[Saved entries]
• • • • • • •

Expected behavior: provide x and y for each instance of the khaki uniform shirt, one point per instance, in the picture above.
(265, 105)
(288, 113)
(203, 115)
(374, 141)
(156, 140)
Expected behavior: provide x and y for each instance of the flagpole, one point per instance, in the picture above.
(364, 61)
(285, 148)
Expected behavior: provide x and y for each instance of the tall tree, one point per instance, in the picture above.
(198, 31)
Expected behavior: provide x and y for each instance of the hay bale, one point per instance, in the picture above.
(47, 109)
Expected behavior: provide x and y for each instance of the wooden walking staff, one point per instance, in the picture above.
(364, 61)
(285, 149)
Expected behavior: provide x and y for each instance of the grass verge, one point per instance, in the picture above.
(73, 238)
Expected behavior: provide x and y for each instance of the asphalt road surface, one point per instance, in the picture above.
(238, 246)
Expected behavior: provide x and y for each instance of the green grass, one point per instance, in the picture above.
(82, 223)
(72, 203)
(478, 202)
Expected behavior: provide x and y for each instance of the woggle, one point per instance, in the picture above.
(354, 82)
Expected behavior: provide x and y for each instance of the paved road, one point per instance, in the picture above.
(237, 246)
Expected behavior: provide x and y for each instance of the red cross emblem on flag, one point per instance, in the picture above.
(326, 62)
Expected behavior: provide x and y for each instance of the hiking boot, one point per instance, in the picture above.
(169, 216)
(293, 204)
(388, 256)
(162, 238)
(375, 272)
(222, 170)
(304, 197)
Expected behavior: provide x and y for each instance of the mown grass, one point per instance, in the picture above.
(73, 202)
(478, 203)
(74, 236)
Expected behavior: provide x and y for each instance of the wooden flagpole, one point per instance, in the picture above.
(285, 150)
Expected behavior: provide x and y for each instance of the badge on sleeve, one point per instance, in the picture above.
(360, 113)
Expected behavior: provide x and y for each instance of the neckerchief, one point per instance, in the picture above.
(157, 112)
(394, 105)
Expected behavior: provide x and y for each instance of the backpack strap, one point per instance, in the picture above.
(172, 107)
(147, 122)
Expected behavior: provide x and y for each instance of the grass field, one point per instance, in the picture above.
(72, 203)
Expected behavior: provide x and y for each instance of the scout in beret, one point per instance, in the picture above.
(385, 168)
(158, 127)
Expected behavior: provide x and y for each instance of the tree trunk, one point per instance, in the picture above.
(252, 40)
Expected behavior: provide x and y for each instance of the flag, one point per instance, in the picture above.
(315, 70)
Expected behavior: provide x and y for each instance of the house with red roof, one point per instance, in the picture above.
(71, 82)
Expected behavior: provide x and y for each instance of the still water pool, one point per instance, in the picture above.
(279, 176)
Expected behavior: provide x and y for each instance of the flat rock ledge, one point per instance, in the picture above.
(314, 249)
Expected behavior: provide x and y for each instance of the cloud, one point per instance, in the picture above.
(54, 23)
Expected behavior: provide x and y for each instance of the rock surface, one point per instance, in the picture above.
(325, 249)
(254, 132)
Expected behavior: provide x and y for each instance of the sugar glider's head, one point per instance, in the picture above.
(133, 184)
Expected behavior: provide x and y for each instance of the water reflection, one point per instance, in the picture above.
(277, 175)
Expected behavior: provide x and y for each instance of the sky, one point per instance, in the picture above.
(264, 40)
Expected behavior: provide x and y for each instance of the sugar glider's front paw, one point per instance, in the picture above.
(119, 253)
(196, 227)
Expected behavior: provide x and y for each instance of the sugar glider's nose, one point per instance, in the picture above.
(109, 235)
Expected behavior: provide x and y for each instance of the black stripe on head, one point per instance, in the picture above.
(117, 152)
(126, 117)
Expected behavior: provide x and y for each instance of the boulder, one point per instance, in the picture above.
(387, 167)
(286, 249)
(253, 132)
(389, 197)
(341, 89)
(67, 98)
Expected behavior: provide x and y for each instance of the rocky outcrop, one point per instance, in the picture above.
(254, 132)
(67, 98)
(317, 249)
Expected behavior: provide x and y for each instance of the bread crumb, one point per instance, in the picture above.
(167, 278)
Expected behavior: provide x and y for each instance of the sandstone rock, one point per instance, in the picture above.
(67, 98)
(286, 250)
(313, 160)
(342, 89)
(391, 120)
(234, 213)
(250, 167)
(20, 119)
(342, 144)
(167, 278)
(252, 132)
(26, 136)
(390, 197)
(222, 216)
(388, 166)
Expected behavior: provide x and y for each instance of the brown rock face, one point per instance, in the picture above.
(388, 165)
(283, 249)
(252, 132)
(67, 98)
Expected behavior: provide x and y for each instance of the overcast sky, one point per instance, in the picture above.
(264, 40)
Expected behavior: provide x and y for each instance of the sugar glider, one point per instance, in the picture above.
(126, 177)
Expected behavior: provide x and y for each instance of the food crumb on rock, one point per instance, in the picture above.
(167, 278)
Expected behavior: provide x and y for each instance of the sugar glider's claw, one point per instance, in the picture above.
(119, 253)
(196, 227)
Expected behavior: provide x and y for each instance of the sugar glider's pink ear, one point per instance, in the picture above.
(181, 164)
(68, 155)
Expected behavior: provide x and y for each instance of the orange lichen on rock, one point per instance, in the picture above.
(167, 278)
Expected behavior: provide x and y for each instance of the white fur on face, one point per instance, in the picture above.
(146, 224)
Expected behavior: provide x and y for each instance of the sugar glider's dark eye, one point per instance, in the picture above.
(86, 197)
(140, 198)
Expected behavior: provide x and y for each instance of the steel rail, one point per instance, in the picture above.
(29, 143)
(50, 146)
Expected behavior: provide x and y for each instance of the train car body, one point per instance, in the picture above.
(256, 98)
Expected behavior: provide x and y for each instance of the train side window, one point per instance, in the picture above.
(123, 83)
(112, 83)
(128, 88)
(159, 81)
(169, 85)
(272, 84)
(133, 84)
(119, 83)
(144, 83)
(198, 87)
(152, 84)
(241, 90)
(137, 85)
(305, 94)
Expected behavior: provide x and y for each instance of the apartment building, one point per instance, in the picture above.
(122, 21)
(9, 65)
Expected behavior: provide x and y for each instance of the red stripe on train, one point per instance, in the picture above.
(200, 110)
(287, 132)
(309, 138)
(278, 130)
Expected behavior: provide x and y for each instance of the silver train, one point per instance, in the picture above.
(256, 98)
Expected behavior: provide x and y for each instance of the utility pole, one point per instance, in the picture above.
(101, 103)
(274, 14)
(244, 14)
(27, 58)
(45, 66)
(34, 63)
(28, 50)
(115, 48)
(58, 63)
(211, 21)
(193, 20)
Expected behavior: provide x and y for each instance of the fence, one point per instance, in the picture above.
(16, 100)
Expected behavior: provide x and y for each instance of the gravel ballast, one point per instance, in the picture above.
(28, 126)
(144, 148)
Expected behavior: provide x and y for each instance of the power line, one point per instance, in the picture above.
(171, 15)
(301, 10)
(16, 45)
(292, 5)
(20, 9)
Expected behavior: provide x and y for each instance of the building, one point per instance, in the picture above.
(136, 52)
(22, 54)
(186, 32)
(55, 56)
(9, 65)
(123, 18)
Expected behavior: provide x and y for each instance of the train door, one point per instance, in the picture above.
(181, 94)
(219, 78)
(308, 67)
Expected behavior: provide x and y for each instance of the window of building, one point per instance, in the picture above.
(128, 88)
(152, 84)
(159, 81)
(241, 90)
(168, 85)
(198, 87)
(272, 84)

• • • • • • •

> What the exercise asks
Retype the records in their entirety, matching each one exactly.

> Exercise output
Expected behavior: provide x and y for each instance of the khaki uniform shirt, one point per instance, in the picture above.
(265, 105)
(288, 113)
(203, 115)
(374, 141)
(156, 140)
Expected behavior: provide x and y for each instance of the flagpole, one point per instance, in the picture above.
(364, 61)
(285, 148)
Expected behavior: provide x and y for each instance of the tall tree, one point per instance, in the picture above.
(198, 31)
Expected behavior: provide x and y for each instance of the hay bale, one point per instance, in the picture above.
(47, 109)
Expected behavior: provide x and y for each instance of the wooden walking staff, one point per instance, in the picture above.
(364, 61)
(285, 149)
Expected behavior: provide x and y for each instance of the grass verge, one point per instance, in the picture above.
(73, 238)
Expected behavior: provide x and y for each instance of the asphalt road surface, one point per instance, in the picture above.
(238, 246)
Expected behavior: provide x and y for each instance of the green grass, one point per instance, in the picture above.
(82, 223)
(72, 203)
(478, 202)
Expected behavior: provide x and y for each instance of the woggle, one point per instance, in the picture above.
(354, 82)
Expected behavior: provide x and y for each instance of the paved road, one point per instance, in the picture above.
(237, 246)
Expected behavior: provide x and y for each instance of the red cross emblem on flag, one point per instance, in the picture above.
(326, 62)
Expected behavior: provide x and y for each instance of the hiking boot, one point per instance, in the picture above.
(169, 216)
(293, 204)
(388, 256)
(162, 238)
(375, 272)
(222, 170)
(304, 197)
Expected behavior: provide x and y for each instance of the mown grass, one point per instance, in the picture above.
(73, 202)
(478, 203)
(74, 236)
Expected behavior: provide x and y for each instance of the wooden flagpole, one point per instance, in the picture above.
(285, 150)
Expected behavior: provide x and y for each instance of the badge on sleeve, one point per instance, in the picture above.
(360, 113)
Expected behavior: provide x and y for each instance of the neckerchief, one point per instance, in the picture above.
(157, 112)
(394, 105)
Expected behavior: provide x and y for each instance of the backpack strap, one point per instance, in the picture above.
(172, 107)
(147, 122)
Expected behavior: provide x and y for each instance of the grass field, one point per instance, in the picture above.
(72, 203)
Expected behavior: provide x and y for each instance of the scout in beret, one point per instance, in the picture above.
(385, 168)
(158, 127)
Expected behavior: provide x and y for each instance of the tree trunk, one point per instance, in the picture above.
(252, 40)
Expected behavior: provide x and y for each instance of the flag, one point per instance, in the picture above.
(315, 70)
Expected behavior: provide x and y for each instance of the house with red roof, one point per instance, in the picture above.
(71, 82)
Expected behavior: provide x and y for each instance of the still water pool, one point per instance, in the picture above.
(279, 176)
Expected behavior: provide x and y for each instance of the flat rock ledge, one point per instance, in the picture above.
(314, 249)
Expected behavior: provide x and y for each instance of the cloud, one point per instance, in the picture above.
(54, 23)
Expected behavior: provide x and y for each instance of the rock surface, one point per instance, in the picture above.
(325, 249)
(254, 132)
Expected behavior: provide x and y for each instance of the sugar glider's head, one point per instance, in the picture above.
(133, 184)
Expected behavior: provide x and y for each instance of the water reflection, one point per instance, in the picture above.
(277, 175)
Expected behavior: provide x and y for each instance of the sky, one point per instance, in the picture above.
(264, 40)
Expected behavior: provide x and y for each instance of the sugar glider's front paw, one point per instance, in the picture above.
(119, 253)
(196, 227)
Expected behavior: provide x and y for each instance of the sugar glider's nose, one point per instance, in the picture above.
(109, 235)
Expected behavior: provide x and y for each instance of the black stripe on head, one point per instance, in the picture above.
(117, 152)
(126, 117)
Expected behavior: provide x and y for each instance of the boulder, one point per instance, in the picture above.
(387, 167)
(286, 249)
(253, 132)
(389, 197)
(341, 89)
(67, 98)
Expected behavior: provide x and y for each instance of the rocky outcrop, one point per instance, in the picture above.
(254, 132)
(67, 98)
(317, 249)
Expected behavior: provide x and y for each instance of the bread crumb, one point per instance, in the picture above.
(167, 278)
Expected behavior: provide x and y for each instance of the sandstone rock, one point per instance, in the picture above.
(67, 98)
(286, 250)
(313, 160)
(342, 89)
(391, 120)
(234, 213)
(250, 167)
(20, 119)
(342, 144)
(167, 278)
(252, 132)
(26, 136)
(390, 197)
(222, 216)
(388, 166)
Expected behavior: provide x and y for each instance of the brown rock face, one point per instance, in the picture above.
(388, 165)
(283, 249)
(252, 132)
(67, 98)
Expected behavior: provide x and y for each instance of the overcast sky, one point per instance, in the picture above.
(264, 40)
Expected behavior: provide x and y for each instance of the sugar glider, one point per instance, in the picture above.
(126, 177)
Expected behavior: provide x and y for each instance of the food crumb on rock, one point per instance, in the picture above.
(167, 278)
Expected behavior: provide x and y for each instance of the sugar glider's claw, one point per instance, in the picture above.
(119, 253)
(196, 227)
Expected behavior: provide x and y for each instance of the sugar glider's pink ear, one point per instance, in the picture above.
(181, 164)
(68, 155)
Expected behavior: provide x and y for each instance of the orange lichen on rock, one point per instance, in the picture above.
(167, 278)
Expected behavior: provide x and y for each instance of the white fur on face, one point per instance, in the picture above.
(146, 224)
Expected behavior: provide x and y for each instance of the sugar glider's dark eye, one point per instance, in the picture above.
(86, 197)
(140, 198)
Expected behavior: provide x and y for each instance of the steel rail, one point per instance, in the picture above.
(29, 143)
(50, 146)
Expected behavior: provide x and y for each instance of the train car body, one point per instance, in the picture above.
(256, 98)
Expected behavior: provide x and y for each instance of the train side window, one point per instance, in the picture above.
(123, 83)
(112, 83)
(128, 88)
(159, 81)
(169, 85)
(272, 84)
(133, 84)
(119, 83)
(144, 83)
(198, 87)
(152, 84)
(241, 90)
(137, 85)
(305, 94)
Expected behavior: provide x and y for each instance of the apartment building, one point per instance, in the picture above.
(122, 21)
(9, 65)
Expected behavior: provide x and y for each instance of the red stripe on train, one point per instance, in the picture above.
(200, 110)
(287, 132)
(309, 138)
(278, 130)
Expected behavior: provide x and y for each instance of the silver train, one point per instance, in the picture above.
(256, 98)
Expected behavior: provide x and y for each instance of the utility pole, one point per instance, in the picture above.
(101, 103)
(274, 14)
(244, 14)
(27, 58)
(45, 66)
(34, 63)
(28, 50)
(115, 48)
(58, 63)
(211, 21)
(193, 20)
Expected behavior: provide x and y for each instance of the fence, one point per instance, in the picture above.
(16, 100)
Expected behavior: provide x and y for each instance of the gravel ballast, one point per instance, in the picture above.
(28, 126)
(144, 148)
Expected behavior: provide x and y for each instance of the power line, one point per instance, in the picture above.
(171, 15)
(301, 10)
(16, 45)
(292, 5)
(20, 9)
Expected behavior: provide x and y for each instance of the building, one point per instance, in the picture above.
(136, 52)
(22, 54)
(186, 32)
(55, 56)
(9, 65)
(123, 18)
Expected behavior: provide x and y for each instance of the train door, one point per instance, in the picture above.
(181, 94)
(219, 78)
(308, 67)
Expected behavior: provide x and y for each instance of the window of building, one point per instance, in the picture above.
(128, 88)
(152, 84)
(159, 81)
(241, 90)
(168, 85)
(198, 87)
(272, 84)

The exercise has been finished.